[Image region labeling items]
....
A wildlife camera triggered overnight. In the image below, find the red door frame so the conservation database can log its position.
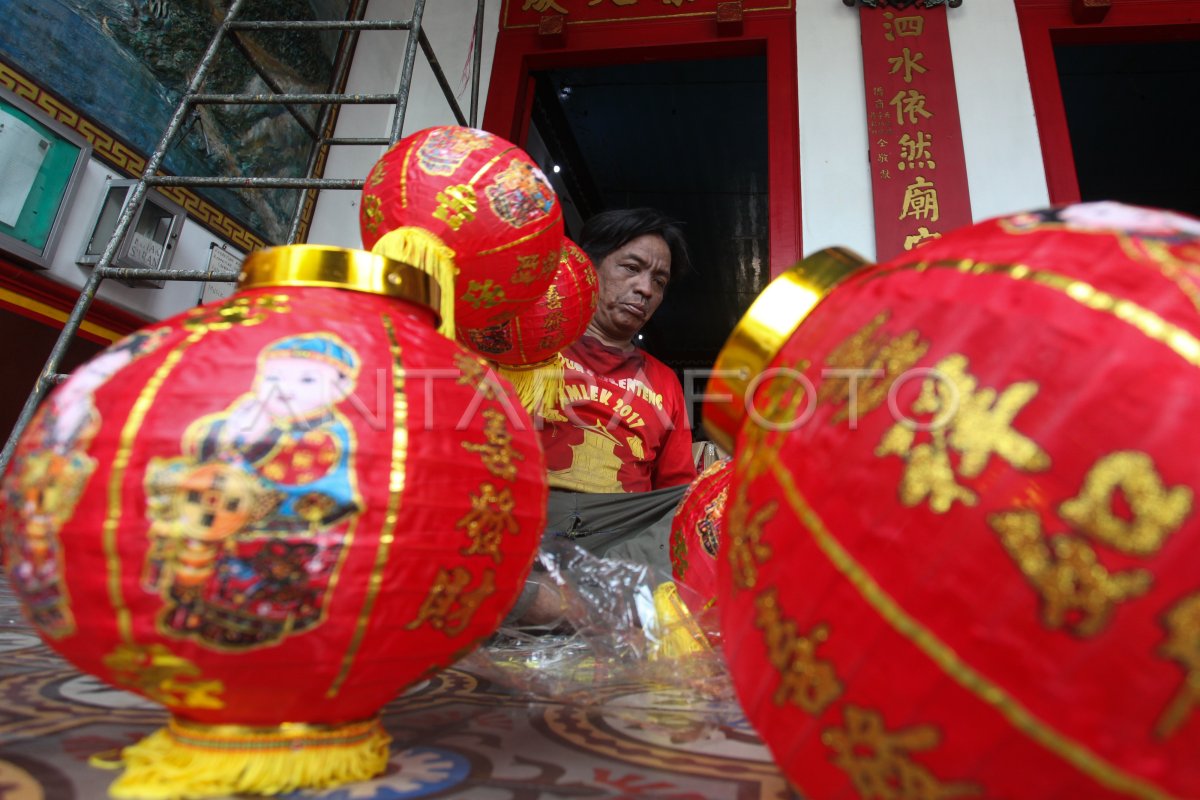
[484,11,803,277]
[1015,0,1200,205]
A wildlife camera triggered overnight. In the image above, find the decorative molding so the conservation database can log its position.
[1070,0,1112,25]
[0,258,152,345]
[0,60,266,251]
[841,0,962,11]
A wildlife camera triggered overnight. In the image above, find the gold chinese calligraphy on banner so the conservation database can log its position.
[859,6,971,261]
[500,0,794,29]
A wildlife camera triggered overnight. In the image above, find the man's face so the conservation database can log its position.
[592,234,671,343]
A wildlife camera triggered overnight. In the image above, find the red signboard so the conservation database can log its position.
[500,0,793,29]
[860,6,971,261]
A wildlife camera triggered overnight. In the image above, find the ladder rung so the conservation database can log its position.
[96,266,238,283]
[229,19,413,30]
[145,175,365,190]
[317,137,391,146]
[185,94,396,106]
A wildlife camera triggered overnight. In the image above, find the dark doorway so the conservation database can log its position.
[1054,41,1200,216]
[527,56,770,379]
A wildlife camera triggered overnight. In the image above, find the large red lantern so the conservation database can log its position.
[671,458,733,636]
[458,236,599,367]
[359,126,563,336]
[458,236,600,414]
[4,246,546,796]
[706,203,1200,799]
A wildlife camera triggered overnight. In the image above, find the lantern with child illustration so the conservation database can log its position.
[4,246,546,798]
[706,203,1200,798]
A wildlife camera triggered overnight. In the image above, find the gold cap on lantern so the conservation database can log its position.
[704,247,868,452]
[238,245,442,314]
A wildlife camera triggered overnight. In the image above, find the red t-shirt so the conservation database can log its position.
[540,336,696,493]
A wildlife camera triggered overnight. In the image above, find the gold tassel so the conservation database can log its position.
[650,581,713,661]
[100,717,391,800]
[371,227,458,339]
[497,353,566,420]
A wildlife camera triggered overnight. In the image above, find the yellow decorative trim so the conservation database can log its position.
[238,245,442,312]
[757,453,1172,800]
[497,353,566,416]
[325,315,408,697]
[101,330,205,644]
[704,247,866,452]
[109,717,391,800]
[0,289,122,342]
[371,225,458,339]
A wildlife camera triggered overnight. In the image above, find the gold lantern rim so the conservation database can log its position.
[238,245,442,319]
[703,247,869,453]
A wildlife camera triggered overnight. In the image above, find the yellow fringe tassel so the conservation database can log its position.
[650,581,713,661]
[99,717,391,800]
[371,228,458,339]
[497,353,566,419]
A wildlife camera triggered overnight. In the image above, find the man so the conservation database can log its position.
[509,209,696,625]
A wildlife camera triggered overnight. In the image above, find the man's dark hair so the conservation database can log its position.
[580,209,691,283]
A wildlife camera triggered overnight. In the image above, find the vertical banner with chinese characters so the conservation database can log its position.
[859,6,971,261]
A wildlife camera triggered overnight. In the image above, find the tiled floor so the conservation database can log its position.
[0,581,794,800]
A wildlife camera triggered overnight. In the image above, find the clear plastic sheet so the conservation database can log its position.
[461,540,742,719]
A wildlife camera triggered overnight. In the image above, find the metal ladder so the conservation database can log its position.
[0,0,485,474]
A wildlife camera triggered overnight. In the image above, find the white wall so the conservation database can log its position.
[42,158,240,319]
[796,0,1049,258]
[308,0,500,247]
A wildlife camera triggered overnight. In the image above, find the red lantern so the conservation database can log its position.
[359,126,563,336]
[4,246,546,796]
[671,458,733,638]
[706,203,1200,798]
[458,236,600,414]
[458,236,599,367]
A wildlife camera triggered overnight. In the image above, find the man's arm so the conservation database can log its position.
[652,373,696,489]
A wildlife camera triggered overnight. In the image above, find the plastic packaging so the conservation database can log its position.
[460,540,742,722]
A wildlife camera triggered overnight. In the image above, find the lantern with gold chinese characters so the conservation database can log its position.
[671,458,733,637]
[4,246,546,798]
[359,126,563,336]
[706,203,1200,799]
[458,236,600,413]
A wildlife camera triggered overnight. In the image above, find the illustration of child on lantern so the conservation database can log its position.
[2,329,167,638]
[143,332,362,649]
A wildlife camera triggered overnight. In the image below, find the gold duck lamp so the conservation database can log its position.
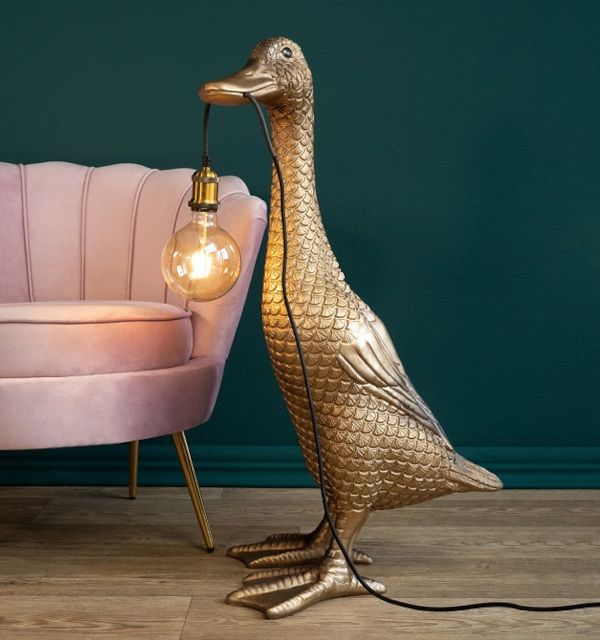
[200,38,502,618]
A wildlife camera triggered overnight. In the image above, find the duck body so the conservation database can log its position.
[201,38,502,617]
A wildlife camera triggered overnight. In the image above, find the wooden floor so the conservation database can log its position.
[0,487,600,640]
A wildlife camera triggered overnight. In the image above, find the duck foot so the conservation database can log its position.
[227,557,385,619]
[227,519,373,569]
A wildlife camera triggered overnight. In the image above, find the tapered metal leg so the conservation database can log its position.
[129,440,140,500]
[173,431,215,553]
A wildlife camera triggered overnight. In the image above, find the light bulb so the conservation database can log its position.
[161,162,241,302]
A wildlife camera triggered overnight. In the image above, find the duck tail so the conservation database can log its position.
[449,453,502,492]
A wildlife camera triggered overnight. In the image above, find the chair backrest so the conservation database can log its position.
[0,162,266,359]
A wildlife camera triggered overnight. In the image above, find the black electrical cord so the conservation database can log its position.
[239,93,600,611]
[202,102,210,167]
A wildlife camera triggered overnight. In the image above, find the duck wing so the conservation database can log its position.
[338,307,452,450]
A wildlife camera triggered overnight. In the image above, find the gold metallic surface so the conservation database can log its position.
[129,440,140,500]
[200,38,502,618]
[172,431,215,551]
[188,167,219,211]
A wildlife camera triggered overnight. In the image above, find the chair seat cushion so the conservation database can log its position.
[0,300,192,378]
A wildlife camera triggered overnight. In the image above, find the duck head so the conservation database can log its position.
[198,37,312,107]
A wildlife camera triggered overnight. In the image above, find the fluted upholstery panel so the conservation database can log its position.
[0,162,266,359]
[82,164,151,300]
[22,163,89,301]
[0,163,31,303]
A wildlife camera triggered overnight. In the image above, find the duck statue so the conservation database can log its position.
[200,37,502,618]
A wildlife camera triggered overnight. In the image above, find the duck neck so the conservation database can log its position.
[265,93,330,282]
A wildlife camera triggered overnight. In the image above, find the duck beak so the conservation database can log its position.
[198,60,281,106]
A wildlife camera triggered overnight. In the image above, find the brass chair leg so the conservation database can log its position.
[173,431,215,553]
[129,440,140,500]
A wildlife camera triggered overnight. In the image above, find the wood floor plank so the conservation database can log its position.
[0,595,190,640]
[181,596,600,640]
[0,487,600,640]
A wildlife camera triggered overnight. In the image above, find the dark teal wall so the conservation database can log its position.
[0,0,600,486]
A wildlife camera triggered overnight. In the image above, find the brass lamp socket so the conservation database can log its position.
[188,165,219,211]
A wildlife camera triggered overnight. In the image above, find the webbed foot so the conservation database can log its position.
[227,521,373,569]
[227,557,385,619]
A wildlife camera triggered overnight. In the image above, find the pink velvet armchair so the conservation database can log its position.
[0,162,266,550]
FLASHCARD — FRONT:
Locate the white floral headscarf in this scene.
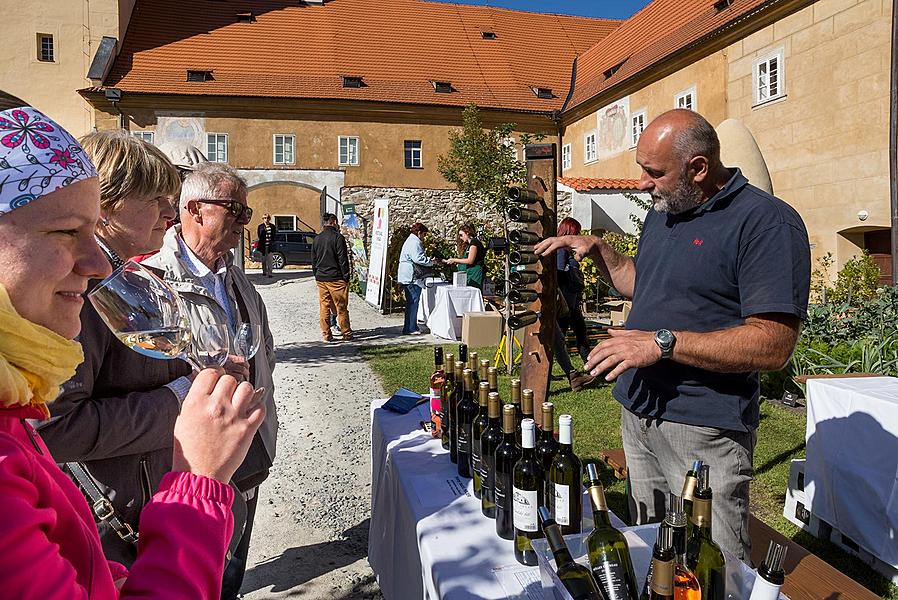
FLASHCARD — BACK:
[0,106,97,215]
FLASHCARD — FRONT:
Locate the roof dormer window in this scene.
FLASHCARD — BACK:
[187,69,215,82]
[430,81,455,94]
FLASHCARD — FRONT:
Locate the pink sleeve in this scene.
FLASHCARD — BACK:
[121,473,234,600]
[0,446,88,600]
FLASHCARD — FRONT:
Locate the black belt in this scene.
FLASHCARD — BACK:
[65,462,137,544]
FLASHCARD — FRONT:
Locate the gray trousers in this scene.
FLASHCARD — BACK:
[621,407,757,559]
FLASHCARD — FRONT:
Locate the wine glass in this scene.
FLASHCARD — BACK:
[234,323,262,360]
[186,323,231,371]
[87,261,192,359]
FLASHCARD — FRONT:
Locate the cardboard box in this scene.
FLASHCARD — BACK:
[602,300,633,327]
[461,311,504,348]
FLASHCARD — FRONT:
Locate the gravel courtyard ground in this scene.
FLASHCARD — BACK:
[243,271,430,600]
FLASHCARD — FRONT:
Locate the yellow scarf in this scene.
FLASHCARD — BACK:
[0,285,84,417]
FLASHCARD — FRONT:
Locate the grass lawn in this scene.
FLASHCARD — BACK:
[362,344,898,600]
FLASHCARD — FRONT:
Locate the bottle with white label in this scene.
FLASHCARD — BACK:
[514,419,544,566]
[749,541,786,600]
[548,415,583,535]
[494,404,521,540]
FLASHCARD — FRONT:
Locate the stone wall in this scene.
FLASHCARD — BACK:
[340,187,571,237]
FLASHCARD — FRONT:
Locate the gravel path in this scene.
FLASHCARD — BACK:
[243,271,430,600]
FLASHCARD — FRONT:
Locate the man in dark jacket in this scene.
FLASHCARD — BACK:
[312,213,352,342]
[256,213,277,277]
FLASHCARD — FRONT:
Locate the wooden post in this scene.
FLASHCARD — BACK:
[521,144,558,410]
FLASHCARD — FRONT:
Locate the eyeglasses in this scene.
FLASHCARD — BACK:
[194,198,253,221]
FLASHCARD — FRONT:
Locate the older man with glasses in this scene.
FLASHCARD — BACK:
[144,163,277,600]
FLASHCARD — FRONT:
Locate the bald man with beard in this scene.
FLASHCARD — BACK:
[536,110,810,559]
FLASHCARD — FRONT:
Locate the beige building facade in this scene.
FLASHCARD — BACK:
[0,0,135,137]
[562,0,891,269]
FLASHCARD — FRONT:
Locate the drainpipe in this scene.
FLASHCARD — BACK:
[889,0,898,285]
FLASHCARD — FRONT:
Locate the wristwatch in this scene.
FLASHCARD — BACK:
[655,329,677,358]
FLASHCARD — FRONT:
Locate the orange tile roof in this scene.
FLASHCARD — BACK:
....
> **Task statement**
Copy out verbatim the lines from the one with "the gold duck" through the one with "[449,453,502,492]", both included, leaving out the picture.

> **Answer in full**
A wildlife camera triggered overnight. In the image below, find the gold duck lamp so the conservation database can log its position.
[200,38,502,618]
A wildlife camera triggered overnight. In the image above, find the duck body so the conservation database can log its position.
[201,38,502,617]
A wildlife camera triggered overnight. In the image above, find the wooden floor so the conservation database can log its position.
[0,487,600,640]
A wildlife camera triggered overnight. In the image above, find the duck foot so the conservation database can log its position.
[227,557,385,619]
[227,519,373,569]
A wildlife camera triggered overnight. In the image above, find the tapered metal leg so the conservation database can log its position.
[129,440,140,500]
[173,431,215,553]
A wildlife camera triggered overnight. In the image above, find the light bulb so the conservation database can log its position.
[161,162,241,302]
A wildlife camera triggered overnight. In the image above, find the duck tail so the conservation database can log its position.
[449,453,502,492]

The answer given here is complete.